• _Task requirements_:
Each line below needs to be restated word for word.

• _The data_:

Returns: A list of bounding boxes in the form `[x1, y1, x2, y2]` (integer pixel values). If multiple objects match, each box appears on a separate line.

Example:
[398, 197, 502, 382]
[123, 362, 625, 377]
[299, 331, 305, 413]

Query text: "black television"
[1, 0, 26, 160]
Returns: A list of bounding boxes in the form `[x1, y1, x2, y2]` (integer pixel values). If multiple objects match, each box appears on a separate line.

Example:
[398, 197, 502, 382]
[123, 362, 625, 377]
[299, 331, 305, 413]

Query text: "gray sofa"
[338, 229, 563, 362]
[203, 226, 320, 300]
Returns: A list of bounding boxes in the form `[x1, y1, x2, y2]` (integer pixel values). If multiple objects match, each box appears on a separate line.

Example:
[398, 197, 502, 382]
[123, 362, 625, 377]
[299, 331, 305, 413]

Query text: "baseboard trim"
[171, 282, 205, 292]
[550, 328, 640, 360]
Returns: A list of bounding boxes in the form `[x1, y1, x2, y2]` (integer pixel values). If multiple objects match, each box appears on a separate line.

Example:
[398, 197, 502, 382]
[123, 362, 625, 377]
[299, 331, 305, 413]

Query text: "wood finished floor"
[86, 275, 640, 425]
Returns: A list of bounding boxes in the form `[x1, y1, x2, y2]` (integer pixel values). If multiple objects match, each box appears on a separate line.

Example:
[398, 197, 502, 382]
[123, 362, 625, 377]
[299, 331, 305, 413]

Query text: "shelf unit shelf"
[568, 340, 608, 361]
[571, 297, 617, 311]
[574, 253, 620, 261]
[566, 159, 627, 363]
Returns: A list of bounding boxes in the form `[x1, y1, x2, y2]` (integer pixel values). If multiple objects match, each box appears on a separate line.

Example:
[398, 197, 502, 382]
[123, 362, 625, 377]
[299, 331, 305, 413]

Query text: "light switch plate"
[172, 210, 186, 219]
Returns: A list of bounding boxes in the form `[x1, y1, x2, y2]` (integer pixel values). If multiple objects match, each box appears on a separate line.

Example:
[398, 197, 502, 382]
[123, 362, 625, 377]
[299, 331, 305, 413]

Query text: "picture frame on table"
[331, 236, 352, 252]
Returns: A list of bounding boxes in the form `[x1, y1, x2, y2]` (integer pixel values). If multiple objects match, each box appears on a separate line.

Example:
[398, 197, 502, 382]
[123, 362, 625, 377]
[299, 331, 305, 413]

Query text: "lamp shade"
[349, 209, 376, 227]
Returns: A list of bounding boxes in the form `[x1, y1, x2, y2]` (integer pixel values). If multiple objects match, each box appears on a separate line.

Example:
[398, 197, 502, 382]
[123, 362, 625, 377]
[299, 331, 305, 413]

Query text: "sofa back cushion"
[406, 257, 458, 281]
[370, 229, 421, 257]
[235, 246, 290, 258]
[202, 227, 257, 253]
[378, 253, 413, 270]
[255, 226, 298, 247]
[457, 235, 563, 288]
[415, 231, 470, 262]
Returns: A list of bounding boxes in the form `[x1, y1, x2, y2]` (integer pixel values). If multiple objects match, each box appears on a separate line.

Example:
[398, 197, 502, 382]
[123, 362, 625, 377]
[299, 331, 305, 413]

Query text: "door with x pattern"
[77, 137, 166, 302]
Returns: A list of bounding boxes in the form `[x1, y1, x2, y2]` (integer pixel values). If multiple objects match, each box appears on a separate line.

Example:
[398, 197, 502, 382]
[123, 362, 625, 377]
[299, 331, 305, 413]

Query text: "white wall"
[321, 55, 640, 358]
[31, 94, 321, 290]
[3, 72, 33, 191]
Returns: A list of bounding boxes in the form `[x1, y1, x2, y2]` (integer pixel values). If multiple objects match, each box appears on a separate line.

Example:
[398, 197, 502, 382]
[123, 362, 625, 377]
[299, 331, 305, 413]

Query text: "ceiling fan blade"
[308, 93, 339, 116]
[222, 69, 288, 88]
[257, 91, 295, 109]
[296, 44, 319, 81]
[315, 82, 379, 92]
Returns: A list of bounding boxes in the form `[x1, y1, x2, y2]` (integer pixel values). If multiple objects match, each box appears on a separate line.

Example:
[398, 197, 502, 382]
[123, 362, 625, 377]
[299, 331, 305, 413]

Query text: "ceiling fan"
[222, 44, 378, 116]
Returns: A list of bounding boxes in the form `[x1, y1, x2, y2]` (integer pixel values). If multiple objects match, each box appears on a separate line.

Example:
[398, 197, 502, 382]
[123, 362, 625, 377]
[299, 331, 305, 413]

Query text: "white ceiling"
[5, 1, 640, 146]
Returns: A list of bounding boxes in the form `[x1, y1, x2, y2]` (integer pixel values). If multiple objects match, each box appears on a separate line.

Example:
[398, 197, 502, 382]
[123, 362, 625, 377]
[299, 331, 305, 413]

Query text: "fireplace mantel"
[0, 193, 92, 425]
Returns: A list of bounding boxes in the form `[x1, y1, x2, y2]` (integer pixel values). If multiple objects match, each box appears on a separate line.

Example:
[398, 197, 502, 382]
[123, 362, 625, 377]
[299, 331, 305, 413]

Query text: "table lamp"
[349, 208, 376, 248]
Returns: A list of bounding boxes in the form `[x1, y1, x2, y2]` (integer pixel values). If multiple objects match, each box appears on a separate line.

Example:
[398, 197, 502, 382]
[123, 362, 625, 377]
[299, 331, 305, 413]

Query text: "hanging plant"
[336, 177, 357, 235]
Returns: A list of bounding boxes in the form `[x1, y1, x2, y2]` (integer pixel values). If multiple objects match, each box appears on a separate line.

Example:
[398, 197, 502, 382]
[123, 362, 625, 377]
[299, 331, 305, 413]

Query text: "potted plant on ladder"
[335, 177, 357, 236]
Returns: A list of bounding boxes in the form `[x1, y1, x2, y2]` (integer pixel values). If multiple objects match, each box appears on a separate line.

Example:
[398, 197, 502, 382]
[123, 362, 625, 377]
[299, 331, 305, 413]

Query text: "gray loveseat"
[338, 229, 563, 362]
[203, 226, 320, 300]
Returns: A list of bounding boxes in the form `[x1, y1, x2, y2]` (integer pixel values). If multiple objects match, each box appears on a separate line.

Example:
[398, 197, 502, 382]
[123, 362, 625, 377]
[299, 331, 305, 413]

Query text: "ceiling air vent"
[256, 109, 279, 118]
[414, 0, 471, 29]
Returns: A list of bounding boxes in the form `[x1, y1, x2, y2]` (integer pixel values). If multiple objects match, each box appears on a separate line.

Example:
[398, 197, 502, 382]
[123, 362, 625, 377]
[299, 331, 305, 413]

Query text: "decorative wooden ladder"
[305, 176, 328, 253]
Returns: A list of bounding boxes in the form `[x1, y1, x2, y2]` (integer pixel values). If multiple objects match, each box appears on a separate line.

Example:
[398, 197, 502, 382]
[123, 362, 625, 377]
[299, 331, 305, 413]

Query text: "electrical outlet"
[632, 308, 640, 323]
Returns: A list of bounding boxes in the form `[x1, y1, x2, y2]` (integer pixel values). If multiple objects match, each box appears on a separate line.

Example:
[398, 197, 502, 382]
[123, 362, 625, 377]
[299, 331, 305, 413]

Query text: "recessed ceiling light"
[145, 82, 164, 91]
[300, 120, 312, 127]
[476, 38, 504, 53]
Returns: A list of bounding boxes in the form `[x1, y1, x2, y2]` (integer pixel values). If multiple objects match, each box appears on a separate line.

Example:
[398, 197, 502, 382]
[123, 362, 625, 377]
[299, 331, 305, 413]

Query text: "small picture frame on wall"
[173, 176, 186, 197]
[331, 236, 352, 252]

• _Response box_:
Returns: A list of bounding boxes in the form `[x1, y1, x2, y2]` (integer pixel values). If multiple objects match, each box appears on a separate line.

Example:
[398, 197, 502, 382]
[123, 362, 625, 377]
[299, 331, 305, 413]

Query text: "black television"
[1, 0, 26, 160]
Returns: A list of bounding boxes in the form `[x1, y1, x2, y2]` (integer pixel values). If multiple objects match, each box appears on a separate line.

Example:
[398, 197, 502, 382]
[123, 362, 625, 377]
[299, 331, 305, 413]

Query text: "gray sofa"
[338, 229, 563, 362]
[203, 226, 320, 300]
Returns: A list of bounding boxes in the form `[x1, y1, x2, y2]` (integer pixel values). If multiple objects match, each box appears on a separate line.

Example:
[398, 197, 502, 382]
[123, 362, 625, 377]
[299, 331, 305, 413]

Query text: "baseboard trim"
[171, 282, 205, 292]
[550, 328, 640, 360]
Returns: A list of bounding boxes in the form `[x1, y1, x2, y2]` (integer pixel values). If multiple objects match, each box appears on a separate line.

Example:
[398, 197, 502, 382]
[123, 362, 625, 377]
[299, 331, 305, 413]

Query text: "wood finished floor"
[86, 275, 640, 425]
Returns: A list of bounding boxes in the form `[x1, y1, x2, y2]` (integer pixel values). If multiple objects match, each box appears on a separate line.

Example:
[398, 197, 502, 382]
[123, 362, 625, 377]
[299, 331, 305, 413]

Query text: "shelf unit shelf"
[568, 340, 608, 361]
[571, 297, 617, 311]
[574, 253, 620, 261]
[566, 159, 627, 363]
Returns: A list of bounding boxes in the form `[x1, y1, x2, y2]` (integer pixel values). If multiple objects match, each box appears on a separate line.

Example:
[398, 197, 502, 382]
[123, 362, 625, 377]
[299, 331, 305, 413]

Query text: "light switch plate"
[172, 210, 186, 219]
Returns: A list of bounding boxes in the form `[x1, y1, x2, y2]` (integer pixel values). If multiple objects match, each box appears on a separate line.

Example:
[398, 197, 502, 382]
[123, 362, 625, 377]
[299, 331, 305, 413]

Query text: "picture frame on table"
[331, 236, 352, 252]
Returns: A list of bounding boxes in the form `[x1, y1, x2, y2]` (integer pixel values). If multiple objects match, each box appears on a separate line.

Example:
[398, 197, 502, 382]
[123, 362, 625, 377]
[299, 331, 305, 413]

Query text: "lamp shade"
[349, 209, 376, 227]
Returns: A list of bounding boxes in the form `[x1, y1, x2, y2]` (integer pixel values). If multiple objects match, each box appears on a separate line.

Example:
[398, 197, 502, 382]
[123, 362, 625, 377]
[299, 331, 305, 413]

Query text: "sofa back cushion"
[406, 257, 458, 281]
[370, 229, 421, 257]
[235, 246, 290, 258]
[202, 227, 257, 253]
[378, 253, 413, 270]
[255, 226, 298, 247]
[457, 235, 563, 288]
[415, 231, 470, 262]
Returns: A list of bounding boxes in the form `[x1, y1, x2, y2]` (integer pixel values). If multiple objects match, each box appears on a separate line.

Example:
[398, 197, 502, 382]
[123, 362, 625, 377]
[299, 331, 305, 413]

Query text: "door with x pattern"
[77, 137, 166, 302]
Returns: A list of bounding boxes in the form `[x1, y1, x2, y2]` (integer pixel values). If multiple objects match, each box appears on a separate line.

Example:
[398, 197, 502, 382]
[123, 362, 625, 377]
[299, 331, 305, 413]

Query text: "white wall"
[321, 55, 640, 358]
[31, 94, 321, 290]
[3, 72, 33, 191]
Returns: A list of bounding boxes in the form `[x1, y1, x2, y2]` (integer pixel values). If multiple objects match, each box appears on a separate line.

Example:
[398, 197, 502, 382]
[123, 362, 625, 377]
[299, 331, 305, 413]

Query text: "ceiling fan blade"
[308, 93, 339, 116]
[222, 69, 288, 88]
[257, 91, 295, 109]
[296, 44, 319, 81]
[315, 82, 379, 92]
Returns: A list of bounding boxes in the form `[x1, y1, x2, y2]` (integer pixel values). If multiple objects match, each box appears on a separate line.

Example:
[398, 197, 502, 382]
[123, 362, 625, 377]
[299, 331, 305, 413]

Query text: "ceiling fan"
[222, 44, 378, 116]
Returns: A list of bounding boxes in the form `[x1, y1, x2, y2]` (integer pixel values). If multiple objects match, each box appears on a separate line.

Example:
[398, 197, 502, 382]
[123, 362, 625, 377]
[299, 331, 305, 413]

Query text: "white ceiling"
[5, 1, 640, 146]
Returns: A list of bounding boxes in the form `[x1, y1, x2, y2]` (integer pixel values). If multiple objects match, each box appears on a separate line.

Example:
[398, 197, 502, 382]
[123, 362, 625, 377]
[299, 331, 305, 413]

Query text: "fireplace mantel"
[0, 193, 92, 425]
Returns: A list of bounding boxes in the form `[x1, y1, x2, y2]` (integer pixel values). If multiple objects match, each box appears on a separate line.

Example:
[398, 197, 502, 382]
[123, 362, 625, 377]
[299, 331, 305, 413]

Query text: "table lamp"
[349, 208, 376, 248]
Returns: A list of bounding boxes in the form `[x1, y1, x2, y2]` (integer pixel values). If multiple objects match, each box appears on a separate line.

Example:
[398, 197, 502, 382]
[123, 362, 625, 377]
[299, 331, 305, 413]

Query text: "hanging plant"
[336, 177, 357, 235]
Returns: A list of bounding boxes in the form `[x1, y1, x2, y2]` (integer pixel values). If multiple objects match, each box appears on a separate line.

Example:
[398, 197, 502, 382]
[123, 362, 625, 377]
[299, 331, 305, 413]

Query text: "potted plant on ladder"
[335, 177, 357, 236]
Returns: A list of bounding boxes in the form `[x1, y1, x2, y2]` (integer pixel values). If multiple objects match, each box appears on a separate line.

Example:
[398, 197, 502, 382]
[123, 362, 625, 377]
[299, 331, 305, 413]

Query text: "gray loveseat"
[338, 229, 563, 362]
[203, 226, 320, 300]
Returns: A list of bounding boxes in the form `[x1, y1, x2, y2]` (integer pixel values). If multiple objects match, each box appears on a separate line.

Example:
[398, 197, 502, 382]
[123, 362, 625, 377]
[299, 331, 305, 413]

Query text: "ceiling air vent"
[256, 109, 279, 118]
[414, 0, 471, 29]
Returns: A list of bounding boxes in the form `[x1, y1, x2, y2]` (integer pixel values). If multiple objects match, each box appears on a separate line.

Example:
[398, 197, 502, 382]
[123, 362, 625, 377]
[299, 331, 305, 413]

Query text: "decorative wooden ladder"
[305, 176, 328, 253]
Returns: A list of bounding boxes in the form `[x1, y1, x2, y2]` (integer pixel values). If multiple objects match, each box appears on a separate line.

Example:
[398, 197, 502, 382]
[123, 362, 625, 377]
[299, 331, 305, 413]

Query text: "electrical outlet"
[632, 308, 640, 323]
Returns: A list of bounding boxes in the form `[x1, y1, x2, y2]` (integer pixel values). If multiple objects match, each box appears on a separate line.

Example:
[398, 197, 502, 382]
[123, 362, 625, 377]
[299, 331, 305, 413]

Query text: "recessed ceiling light"
[145, 82, 164, 91]
[300, 120, 312, 127]
[476, 38, 504, 53]
Returns: A list of bounding boxes in the form `[x1, y1, x2, y2]` (integer pixel values). If multiple objects match, each box appears on a separate line.

Example:
[398, 197, 502, 382]
[123, 362, 625, 377]
[299, 331, 305, 413]

Query text: "small picture frame on wall"
[173, 176, 186, 197]
[331, 236, 352, 252]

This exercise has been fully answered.